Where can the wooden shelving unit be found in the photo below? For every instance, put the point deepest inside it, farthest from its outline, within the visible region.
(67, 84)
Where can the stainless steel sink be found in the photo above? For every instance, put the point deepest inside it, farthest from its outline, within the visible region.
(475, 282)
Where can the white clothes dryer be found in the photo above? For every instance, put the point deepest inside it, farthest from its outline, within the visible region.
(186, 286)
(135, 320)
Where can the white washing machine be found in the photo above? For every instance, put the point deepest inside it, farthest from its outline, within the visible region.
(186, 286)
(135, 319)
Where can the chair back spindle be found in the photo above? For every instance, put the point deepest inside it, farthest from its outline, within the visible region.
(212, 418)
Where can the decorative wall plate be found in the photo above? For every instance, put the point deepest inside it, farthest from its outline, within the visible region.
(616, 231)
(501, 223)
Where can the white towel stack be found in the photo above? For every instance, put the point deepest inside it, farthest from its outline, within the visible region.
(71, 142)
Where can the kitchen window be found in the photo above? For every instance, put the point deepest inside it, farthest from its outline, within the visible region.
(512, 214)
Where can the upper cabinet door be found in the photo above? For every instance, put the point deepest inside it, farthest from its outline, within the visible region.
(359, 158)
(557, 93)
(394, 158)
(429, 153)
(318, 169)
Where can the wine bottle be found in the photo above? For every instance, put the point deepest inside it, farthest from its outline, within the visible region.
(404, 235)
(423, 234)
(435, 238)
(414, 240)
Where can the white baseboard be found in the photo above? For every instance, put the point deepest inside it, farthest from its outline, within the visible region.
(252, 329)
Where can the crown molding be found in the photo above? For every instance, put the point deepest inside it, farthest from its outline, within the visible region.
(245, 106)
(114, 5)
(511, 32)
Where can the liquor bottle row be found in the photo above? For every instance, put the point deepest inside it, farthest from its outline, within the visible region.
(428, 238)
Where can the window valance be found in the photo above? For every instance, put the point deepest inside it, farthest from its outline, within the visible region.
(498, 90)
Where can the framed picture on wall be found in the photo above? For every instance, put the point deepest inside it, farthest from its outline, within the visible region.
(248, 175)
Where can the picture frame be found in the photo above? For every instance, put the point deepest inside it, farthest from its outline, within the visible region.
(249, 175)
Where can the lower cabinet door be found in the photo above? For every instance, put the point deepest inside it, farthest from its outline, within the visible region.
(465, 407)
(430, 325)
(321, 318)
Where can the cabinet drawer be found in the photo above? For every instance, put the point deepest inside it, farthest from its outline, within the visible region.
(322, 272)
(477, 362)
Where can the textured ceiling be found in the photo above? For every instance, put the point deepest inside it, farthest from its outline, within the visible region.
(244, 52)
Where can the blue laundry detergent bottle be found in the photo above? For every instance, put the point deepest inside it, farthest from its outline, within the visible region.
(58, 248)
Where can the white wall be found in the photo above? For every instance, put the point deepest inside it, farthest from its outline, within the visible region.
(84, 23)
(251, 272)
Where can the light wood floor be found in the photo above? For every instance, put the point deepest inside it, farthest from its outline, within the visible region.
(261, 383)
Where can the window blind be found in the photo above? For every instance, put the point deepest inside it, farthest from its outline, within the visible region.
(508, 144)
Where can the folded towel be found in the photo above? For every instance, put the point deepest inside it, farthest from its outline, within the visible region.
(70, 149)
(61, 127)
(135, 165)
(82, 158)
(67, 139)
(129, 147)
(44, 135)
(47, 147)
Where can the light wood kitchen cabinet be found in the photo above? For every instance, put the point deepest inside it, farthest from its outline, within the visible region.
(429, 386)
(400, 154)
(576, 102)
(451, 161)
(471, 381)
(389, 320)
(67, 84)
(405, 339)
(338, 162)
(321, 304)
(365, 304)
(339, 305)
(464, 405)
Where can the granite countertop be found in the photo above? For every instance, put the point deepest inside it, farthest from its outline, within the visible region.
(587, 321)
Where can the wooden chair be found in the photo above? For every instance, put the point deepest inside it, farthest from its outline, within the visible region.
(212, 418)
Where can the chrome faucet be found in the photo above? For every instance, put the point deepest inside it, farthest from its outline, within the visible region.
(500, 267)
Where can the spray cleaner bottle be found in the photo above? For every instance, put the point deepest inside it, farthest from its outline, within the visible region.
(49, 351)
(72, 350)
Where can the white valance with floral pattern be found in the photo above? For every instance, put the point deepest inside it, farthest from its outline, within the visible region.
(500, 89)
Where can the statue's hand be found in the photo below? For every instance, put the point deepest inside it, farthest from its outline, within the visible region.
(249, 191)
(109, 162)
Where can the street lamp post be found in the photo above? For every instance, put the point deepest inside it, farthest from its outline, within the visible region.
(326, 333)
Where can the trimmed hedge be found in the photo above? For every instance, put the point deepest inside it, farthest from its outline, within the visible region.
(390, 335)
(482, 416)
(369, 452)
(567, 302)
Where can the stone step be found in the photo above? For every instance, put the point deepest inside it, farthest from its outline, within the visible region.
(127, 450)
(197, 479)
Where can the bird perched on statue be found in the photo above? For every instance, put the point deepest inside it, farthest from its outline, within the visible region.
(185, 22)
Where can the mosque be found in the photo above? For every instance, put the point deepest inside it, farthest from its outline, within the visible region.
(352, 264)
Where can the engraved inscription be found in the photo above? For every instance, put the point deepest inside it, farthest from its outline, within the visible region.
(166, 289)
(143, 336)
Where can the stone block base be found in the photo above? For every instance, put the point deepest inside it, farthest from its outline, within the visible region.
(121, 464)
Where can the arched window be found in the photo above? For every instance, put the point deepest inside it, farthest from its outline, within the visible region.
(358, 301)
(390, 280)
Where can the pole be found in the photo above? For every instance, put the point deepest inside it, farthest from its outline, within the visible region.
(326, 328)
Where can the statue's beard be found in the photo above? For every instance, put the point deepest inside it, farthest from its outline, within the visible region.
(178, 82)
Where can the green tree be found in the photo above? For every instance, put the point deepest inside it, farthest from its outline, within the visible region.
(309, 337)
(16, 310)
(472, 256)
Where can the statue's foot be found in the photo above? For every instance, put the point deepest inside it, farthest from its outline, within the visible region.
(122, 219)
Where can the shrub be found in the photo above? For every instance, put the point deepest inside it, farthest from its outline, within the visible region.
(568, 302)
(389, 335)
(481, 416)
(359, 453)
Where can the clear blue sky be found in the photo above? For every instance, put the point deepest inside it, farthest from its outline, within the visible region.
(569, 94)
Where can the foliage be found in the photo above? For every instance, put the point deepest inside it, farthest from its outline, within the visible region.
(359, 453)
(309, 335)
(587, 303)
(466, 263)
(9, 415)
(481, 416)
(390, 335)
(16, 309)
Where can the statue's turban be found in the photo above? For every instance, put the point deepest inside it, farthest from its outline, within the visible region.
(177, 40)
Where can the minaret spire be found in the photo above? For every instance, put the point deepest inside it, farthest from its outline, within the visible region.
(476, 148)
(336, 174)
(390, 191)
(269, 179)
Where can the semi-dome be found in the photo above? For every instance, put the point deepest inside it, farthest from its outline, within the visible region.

= PROBLEM DESCRIPTION =
Can you render the entire listing above as a JSON list of strings, with one string per line and blank lines omitted?

= COMPLETED EXERCISE =
[
  "Where can the wooden shelving unit be found in the photo below? For every instance, put the point deepest inside it, farthest from its outline, within the visible region.",
  "(67, 84)",
  "Where can the stainless steel sink be found in the photo above? For every instance, put the point deepest inside it, farthest from its outline, within the visible region.",
  "(475, 282)",
  "Where can the white clothes dryer be found in the photo above? For every instance, put the point deepest inside it, farthest from its outline, within the visible region.",
  "(186, 286)",
  "(135, 320)",
  "Where can the white washing machine be found in the photo above? For every instance, put the point deepest inside it, farthest from its outline, within the visible region.",
  "(186, 286)",
  "(135, 319)",
  "Where can the chair back spindle be found in the photo above? For every instance, put the point deepest inside it, farthest from its outline, within the visible region.",
  "(212, 418)",
  "Where can the decorative wall plate be found in the photo above? For every instance, put the point deepest inside it, farthest from its outline, within the visible region.",
  "(616, 231)",
  "(501, 223)",
  "Where can the white towel stack be found in the photo above? For every instance, put the point deepest inside it, farthest from its outline, within the visible region.",
  "(71, 142)",
  "Where can the kitchen window be found in the photo above? For every instance, put the point deepest inside it, farthest from its outline, within the visible region.",
  "(512, 214)",
  "Where can the upper cabinet door be found in the photo above? For every instance, put the point deepest inside it, farthest from its outline, within the visible region.",
  "(359, 158)",
  "(557, 93)",
  "(394, 158)",
  "(429, 153)",
  "(318, 169)",
  "Where can the wine bottle be found in the photo above? For every instance, put the point deepest inside it, farthest from its outline, within the visible region.",
  "(404, 235)",
  "(423, 234)",
  "(435, 238)",
  "(414, 240)",
  "Where can the white baseboard be found in the photo above? For every instance, put the point deepest inside it, farthest from its outline, within the visible region.",
  "(252, 329)",
  "Where can the crown molding be found in the photo above? For every instance, put the point deepest inside it, farthest from its outline, within the visible region.",
  "(245, 106)",
  "(114, 5)",
  "(511, 32)",
  "Where can the liquor bottle row be found in the photo above? For every instance, put the point deepest inside it, farthest from its outline, within the visible region.",
  "(428, 238)",
  "Where can the window valance be found in the photo above? For every instance, put the point deepest inside it, farthest from its outline, within the visible region.",
  "(498, 90)",
  "Where can the framed picture on wall be found in the photo above? For every instance, put the point deepest inside it, farthest from its outline, within the visible region.",
  "(248, 175)",
  "Where can the picture frame be found in the photo above? For every instance, put the point deepest inside it, farthest from its outline, within the visible region.",
  "(249, 175)",
  "Where can the lower cabinet door be found in the photo above? For every instance, put the point deepest inside it, farthest from its outline, within the visible region.",
  "(465, 407)",
  "(430, 325)",
  "(321, 318)",
  "Where can the cabinet drawer be found in the photo above? For every instance, put the point deepest inside it, farthest from its outline, within the visible region.",
  "(322, 272)",
  "(477, 362)",
  "Where can the textured ceiling be found in the photo above? For every instance, put the point deepest inside it, farthest from its outline, within the visible region.",
  "(244, 52)",
  "Where can the blue laundry detergent bottle be found in the photo above? For every instance, put the point deepest inside it, farthest from its outline, within the visible region.",
  "(58, 248)",
  "Where can the white wall be found in the photo above? For every instance, put the point deepest inside it, farthest from its outline, within the visible region.",
  "(84, 23)",
  "(251, 272)",
  "Where can the light wood floor be found in the photo above? For every instance, put the point deepest inside it, farthest from its outline, within the visible region.",
  "(261, 383)",
  "Where can the window blind be found in the photo above? For every instance, put the point deepest inside it, farthest from its outline, within the visible region.",
  "(508, 144)",
  "Where can the folded towel be found in the photo above? For every instance, put the point deepest inside it, farthest from its outline, within the visible region.",
  "(70, 149)",
  "(61, 127)",
  "(135, 165)",
  "(82, 158)",
  "(67, 139)",
  "(129, 147)",
  "(44, 135)",
  "(47, 147)",
  "Where can the light wood kitchen cabinet be found in the photo above? For every instance, put the point deepest inside it, farthest from its outline, within the visible region.",
  "(429, 386)",
  "(400, 154)",
  "(576, 102)",
  "(451, 161)",
  "(471, 381)",
  "(389, 320)",
  "(67, 84)",
  "(405, 339)",
  "(338, 162)",
  "(321, 304)",
  "(365, 304)",
  "(339, 305)",
  "(464, 405)",
  "Where can the granite countertop be found in the photo above? For every instance, put the point deepest inside it, farthest from its outline, within the visible region.",
  "(587, 321)",
  "Where can the wooden chair be found in the photo above? For every instance, put the point deepest inside it, farthest from its outline, within the visible region.",
  "(212, 418)",
  "Where can the chrome faucet be found in the photo above? For every instance, put the point deepest inside it, farthest from its outline, within the visible region.",
  "(500, 267)",
  "Where can the spray cleaner bottle be found in the photo above? For every instance, put the point deepest inside it, farthest from its outline, within the visible region.",
  "(49, 351)",
  "(72, 350)",
  "Where can the white valance with floral pattern be found in the photo above? For every instance, put the point deepest inside it, farthest from its outline, within the visible region.",
  "(500, 89)",
  "Where can the statue's hand be found in the photo below? For every instance, put the point deepest inside it, farthest from its outline, within the visible region.",
  "(249, 191)",
  "(109, 162)",
  "Where can the street lamp post be found in the photo above? For every instance, put the point deepest inside it, farthest from its outline, within the visible region.",
  "(326, 333)",
  "Where can the trimmed hedge be found in the photo above? For every instance, put the point deepest inside it, farthest from its outline, within the visible region.",
  "(390, 335)",
  "(482, 416)",
  "(369, 452)",
  "(567, 302)",
  "Where can the stone step be found in the photo above? For every instance, put the point deepest inside it, farthest from its outline, within the visible region.",
  "(127, 450)",
  "(197, 479)",
  "Where can the bird perched on statue be found in the photo above? For every instance, put the point deepest inside it, farthest from its outline, within the visible region.",
  "(185, 22)",
  "Where can the mosque be found in the photo above? For every instance, put the point deepest inside it, farthest from its outline, within the visible region.",
  "(352, 264)",
  "Where can the engraved inscription be found in the photo above? For every instance, put the point deepest inside it, farthest from its outline, within the visible region.",
  "(166, 289)",
  "(143, 336)",
  "Where can the stone block base be found in the photo above? For every instance, put the point deepest inside it, farthest from its outline, within the visible region.",
  "(121, 464)",
  "Where can the arched window be found in the photo above? For every instance, put the point deepest inside it, farthest from its outline, within the visible region.",
  "(358, 301)",
  "(390, 280)",
  "Where can the pole be found in the photo above? For every instance, put the point deepest inside it, farthest from its outline, within the visible region.",
  "(326, 328)",
  "Where can the statue's beard be found in the photo above? For every instance, put the point deepest inside it, farthest from its outline, within the visible region.",
  "(178, 82)",
  "Where can the green tree be found in the photo above? For every instance, put the point deepest inside it, farthest from its outline, within the visible region.",
  "(309, 337)",
  "(16, 310)",
  "(472, 256)",
  "Where can the statue's foot be found in the photo above? For every instance, put the point deepest inside it, farthest from its outline, within the visible region.",
  "(122, 219)",
  "Where can the shrub be found in the photo above? For every instance, put the point deepest inside it, farthest from its outline, within the visible region.",
  "(568, 302)",
  "(389, 335)",
  "(481, 416)",
  "(359, 453)",
  "Where can the clear blue sky be found in the photo above? For every instance, put the point deepest inside it, farthest from its outline, within the visible region.",
  "(569, 94)",
  "Where can the foliage be found in the photo above? For every instance, put the point deepest inside it, farthest from its outline, within the visible region.",
  "(359, 453)",
  "(309, 335)",
  "(587, 303)",
  "(466, 263)",
  "(9, 415)",
  "(481, 416)",
  "(390, 335)",
  "(16, 309)",
  "Where can the statue's turban be found in the photo above? For every instance, put the point deepest inside it, farthest from its outline, within the visible region.",
  "(177, 40)",
  "Where can the minaret spire be found in the photo above? For every instance, put the point deepest inside it, farthest from its outline, within the visible region.",
  "(476, 148)",
  "(336, 174)",
  "(390, 191)",
  "(269, 179)",
  "Where can the semi-dome be found in the photo above? For every instance, put the point deepest inside it, farthest from its outline, within the visible region."
]